-- START Data provided --

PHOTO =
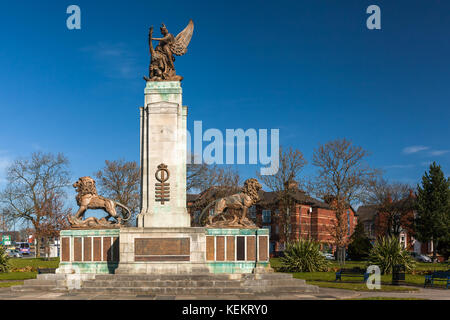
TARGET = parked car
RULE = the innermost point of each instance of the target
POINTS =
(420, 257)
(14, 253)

-- END Data provided --
-- START Data provided --

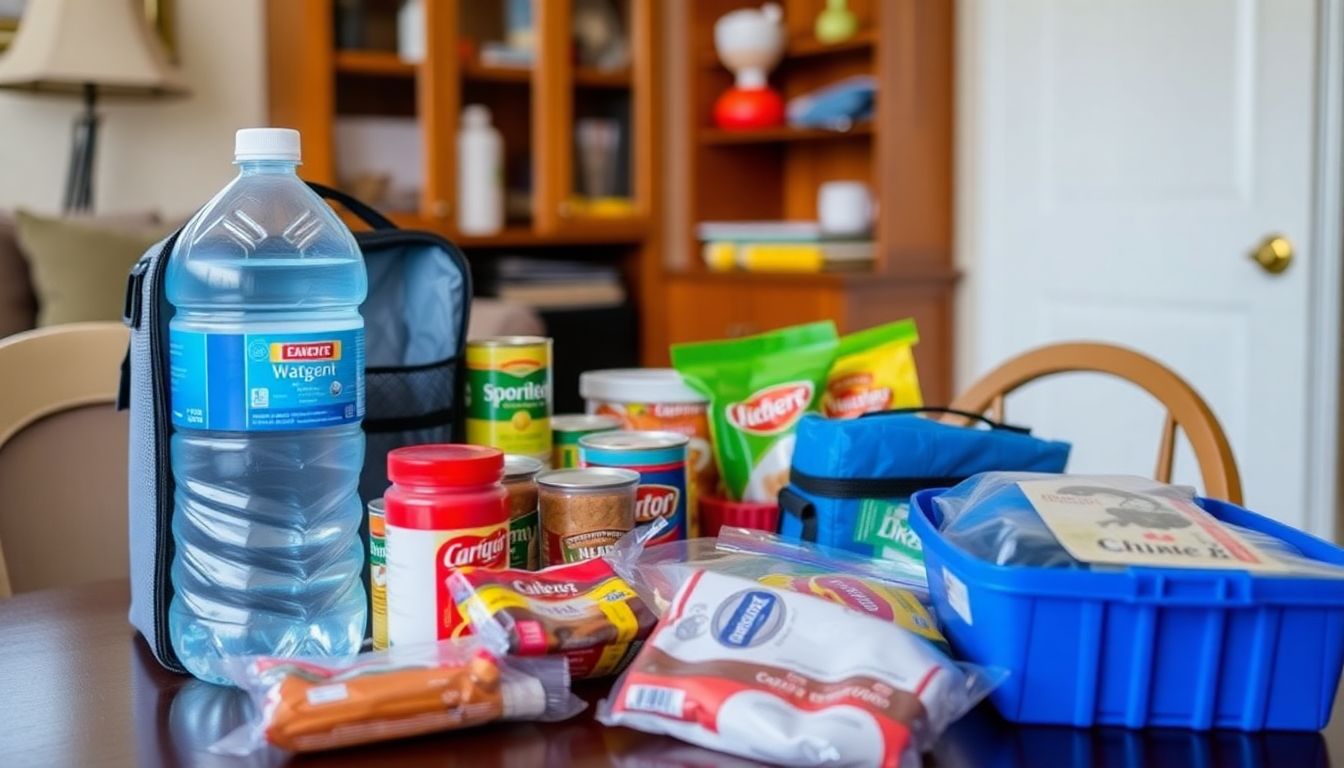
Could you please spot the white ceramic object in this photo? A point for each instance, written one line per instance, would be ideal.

-- END Data provided --

Written problem: Count the lines in the entries above that contain the word "each". Reply with the number only.

Written solution: 2